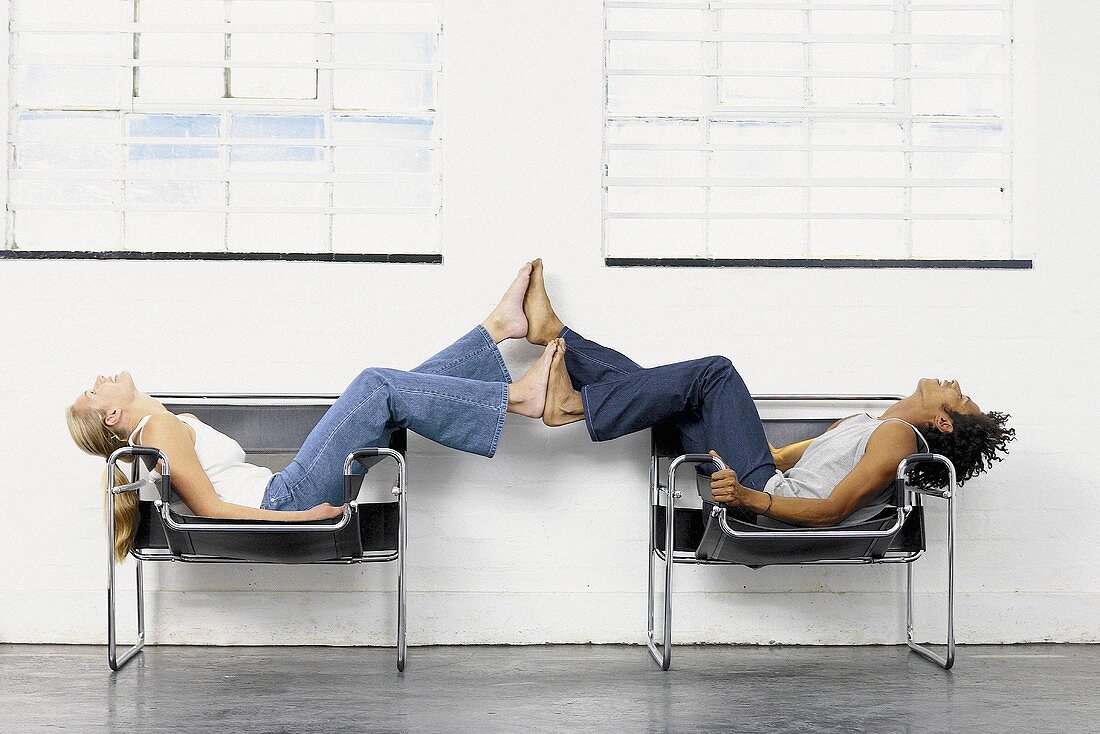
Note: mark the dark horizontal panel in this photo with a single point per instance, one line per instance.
(810, 262)
(318, 256)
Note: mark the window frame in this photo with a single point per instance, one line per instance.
(325, 105)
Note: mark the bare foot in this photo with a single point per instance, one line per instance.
(563, 403)
(507, 320)
(543, 325)
(527, 395)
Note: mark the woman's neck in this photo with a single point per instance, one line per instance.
(132, 414)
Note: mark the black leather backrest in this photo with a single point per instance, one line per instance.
(257, 428)
(780, 431)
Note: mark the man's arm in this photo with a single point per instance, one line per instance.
(888, 446)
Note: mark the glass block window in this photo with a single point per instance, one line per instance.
(867, 129)
(226, 126)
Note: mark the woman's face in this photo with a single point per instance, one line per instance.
(108, 393)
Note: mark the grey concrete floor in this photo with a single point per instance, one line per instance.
(557, 688)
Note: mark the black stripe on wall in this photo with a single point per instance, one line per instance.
(807, 262)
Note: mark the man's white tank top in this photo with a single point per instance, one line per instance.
(222, 459)
(828, 459)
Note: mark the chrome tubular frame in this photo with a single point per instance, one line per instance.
(112, 659)
(663, 655)
(163, 508)
(948, 494)
(402, 535)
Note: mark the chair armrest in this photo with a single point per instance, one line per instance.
(719, 512)
(369, 452)
(160, 482)
(255, 526)
(932, 492)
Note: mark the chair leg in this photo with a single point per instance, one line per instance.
(402, 543)
(112, 658)
(945, 663)
(662, 657)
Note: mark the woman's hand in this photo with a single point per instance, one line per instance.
(323, 511)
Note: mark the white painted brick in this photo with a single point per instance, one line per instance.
(546, 543)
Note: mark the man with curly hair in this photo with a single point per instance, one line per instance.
(843, 477)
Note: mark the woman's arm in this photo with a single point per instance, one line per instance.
(788, 456)
(169, 435)
(888, 446)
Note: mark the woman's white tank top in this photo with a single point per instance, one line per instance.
(828, 459)
(222, 459)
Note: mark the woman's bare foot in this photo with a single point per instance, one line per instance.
(563, 403)
(543, 325)
(507, 320)
(527, 395)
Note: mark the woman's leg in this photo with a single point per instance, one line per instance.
(462, 414)
(585, 360)
(474, 355)
(706, 397)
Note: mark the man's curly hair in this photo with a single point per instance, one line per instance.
(974, 445)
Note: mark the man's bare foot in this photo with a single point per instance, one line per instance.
(507, 320)
(543, 325)
(527, 395)
(563, 403)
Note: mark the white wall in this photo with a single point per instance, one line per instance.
(547, 543)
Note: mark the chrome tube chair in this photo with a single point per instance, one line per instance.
(271, 428)
(718, 538)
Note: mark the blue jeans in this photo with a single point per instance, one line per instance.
(705, 398)
(459, 398)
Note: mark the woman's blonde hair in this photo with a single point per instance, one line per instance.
(90, 433)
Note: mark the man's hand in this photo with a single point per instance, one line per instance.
(726, 489)
(323, 511)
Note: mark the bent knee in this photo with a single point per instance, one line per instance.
(718, 362)
(371, 376)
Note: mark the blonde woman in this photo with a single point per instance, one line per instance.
(459, 398)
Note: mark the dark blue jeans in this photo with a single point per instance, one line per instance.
(705, 398)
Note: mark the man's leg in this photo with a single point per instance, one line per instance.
(589, 362)
(706, 397)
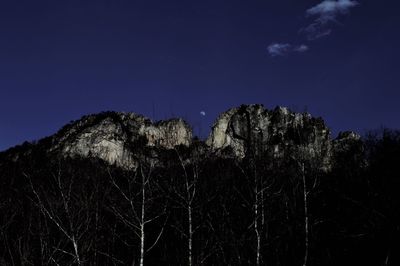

####

Pick out every line of the listing above that contains the string "foot", treating uppercase and lowercase as different.

Note: mark the bare foot in this photo with a single point per instance, one line per instance.
Note: mark the woman's bare foot in this photo with a single point per instance, one line per instance.
Note: mark the man's bare foot in this photo with a single point per instance, one line per instance.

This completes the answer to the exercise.